Extracted text:
_____

She found a likeminded partner in Jesse Harris (Norah Jones, Maya Hawke, Madeleine Peyroux) in New York, when he was looking for a French singer. She didn’t know him then, but felt an immediate synergy with his songwriting. Some of their early collaborations appeared on her 2023 self-titled debut. She returned to Brazil with Harris for sessions and later brought him to Paris to continue recording.

(Credit: Félix Hémy)
(Credit: Félix Hémy)

“We share this common thing of liking to write songs that sound like jazz standards,” she says. “The first album has more traditional songs, this one has more pop influences and I wanted to experiment a bit more with the writing, the arrangements, the production of the sounds.”

French saxophonist, keyboardist, and composer Laurent Bardainne was one of Gabi’s collaborators on La Femme, bringing a folk-jazz energy to “Love High.” Syrian flutist Naïssam Jalal appears on “Le lever du soleil” and the French indie band Oracle Sisters feature on “Drink the Ocean.”

_____

Given information:
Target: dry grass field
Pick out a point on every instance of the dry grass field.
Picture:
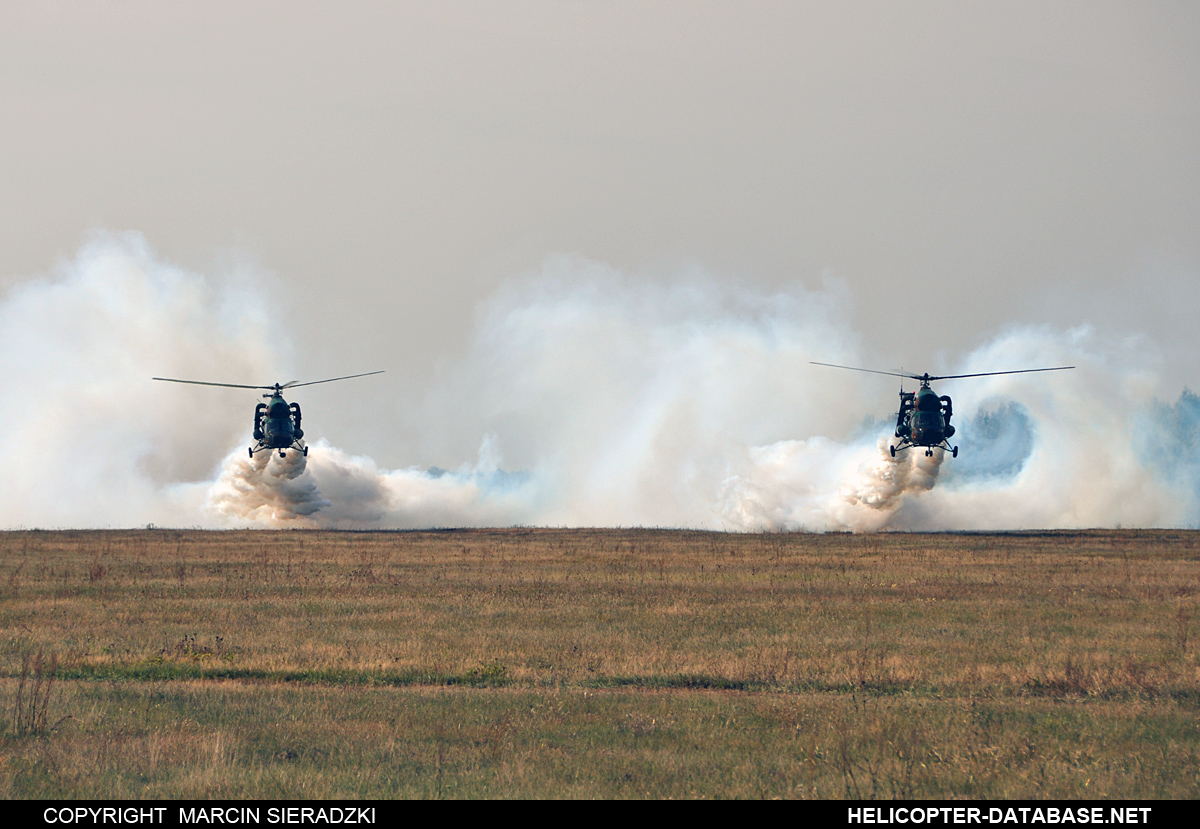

_____

Problems and tasks:
1 – Reproduce the part of the text about the singer's collaborators between "She found a" and "to continue recording.", inclusive.
2 – Summarize the text about the singer's collaborators in three sentences, using only the data above.

Answers to each task:
1 –
She found a likeminded partner in Jesse Harris (Norah Jones, Maya Hawke, Madeleine Peyroux) in New York, when he was looking for a French singer. She didn’t know him then, but felt an immediate synergy with his songwriting. Some of their early collaborations appeared on her 2023 self-titled debut. She returned to Brazil with Harris for sessions and later brought him to Paris to continue recording.

2 – Gabi found a likeminded partner in Jesse Harris, whose early collaborations with her appeared on her 2023 self-titled debut and who later recorded with her in Brazil and Paris. She says they share a liking for writing songs that sound like jazz standards, and that this album has more pop influences than the first, with more experimentation in writing, arrangements and production. Her collaborators on La Femme include Laurent Bardainne on "Love High," Naïssam Jalal on "Le lever du soleil" and Oracle Sisters on "Drink the Ocean."